§ **Description of the task**
Rewrite the lines from the one containing "wall in this photo, one per instance." through the end of the material, both ends included, offsetting every coordinate in the answers by adding 5 to each number and leaving all other text as it stands.

Start of Data section

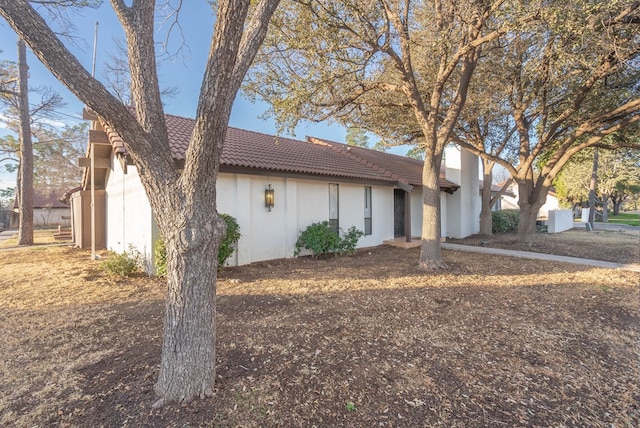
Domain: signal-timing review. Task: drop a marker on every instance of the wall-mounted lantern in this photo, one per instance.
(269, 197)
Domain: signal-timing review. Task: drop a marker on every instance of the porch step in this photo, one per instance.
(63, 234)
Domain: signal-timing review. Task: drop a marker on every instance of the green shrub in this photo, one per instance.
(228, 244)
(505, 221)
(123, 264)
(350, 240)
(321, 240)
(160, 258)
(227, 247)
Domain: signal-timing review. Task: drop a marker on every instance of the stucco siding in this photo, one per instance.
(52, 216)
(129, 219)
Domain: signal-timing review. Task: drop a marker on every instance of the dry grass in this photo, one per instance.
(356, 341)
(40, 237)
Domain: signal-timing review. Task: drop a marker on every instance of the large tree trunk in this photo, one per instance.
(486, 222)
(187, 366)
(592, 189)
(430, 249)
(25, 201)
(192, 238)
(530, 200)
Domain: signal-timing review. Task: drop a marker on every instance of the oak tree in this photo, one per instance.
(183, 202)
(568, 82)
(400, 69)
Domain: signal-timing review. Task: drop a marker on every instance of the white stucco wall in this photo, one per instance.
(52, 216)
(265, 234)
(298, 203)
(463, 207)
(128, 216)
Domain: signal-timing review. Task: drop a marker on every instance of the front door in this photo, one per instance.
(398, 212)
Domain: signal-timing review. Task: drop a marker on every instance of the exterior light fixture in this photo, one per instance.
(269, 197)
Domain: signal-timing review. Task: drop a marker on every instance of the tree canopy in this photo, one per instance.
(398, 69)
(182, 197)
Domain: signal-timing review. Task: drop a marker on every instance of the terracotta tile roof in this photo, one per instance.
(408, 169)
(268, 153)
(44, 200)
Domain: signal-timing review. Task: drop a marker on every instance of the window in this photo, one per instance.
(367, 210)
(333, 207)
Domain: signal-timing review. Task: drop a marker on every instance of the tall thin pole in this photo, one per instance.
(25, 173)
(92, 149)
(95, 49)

End of Data section

§ **Answer**
Domain: signal-timing review. Task: drop a marker on every instance of the white stucco wall in this photo, one per instance.
(57, 221)
(270, 239)
(303, 208)
(468, 212)
(133, 221)
Domain: signal-timing review. Task: drop a marker on every instance of the front door in this photo, one per instance.
(403, 217)
Domain: signal-timing review. Task: drop a marker on every instance of the exterior light fixture in this photo, one per instance.
(274, 202)
Domain: signal-timing review. Task: drop a marker on every instance of the tree canopy in this photo, one per instance.
(403, 74)
(187, 202)
Domain: signal-timing review. Task: drop a marker on every instance of the terracotta tile roof in this photo, one per instance.
(413, 174)
(273, 158)
(49, 205)
Domain: signal-timing review. Task: drop a marker on every instance of the window in this photo, one per instance.
(372, 215)
(338, 212)
Domain: signal-timing review. Task: drop a marker on every instance of the tall thin pole in this photo, one per instance.
(30, 178)
(97, 154)
(100, 54)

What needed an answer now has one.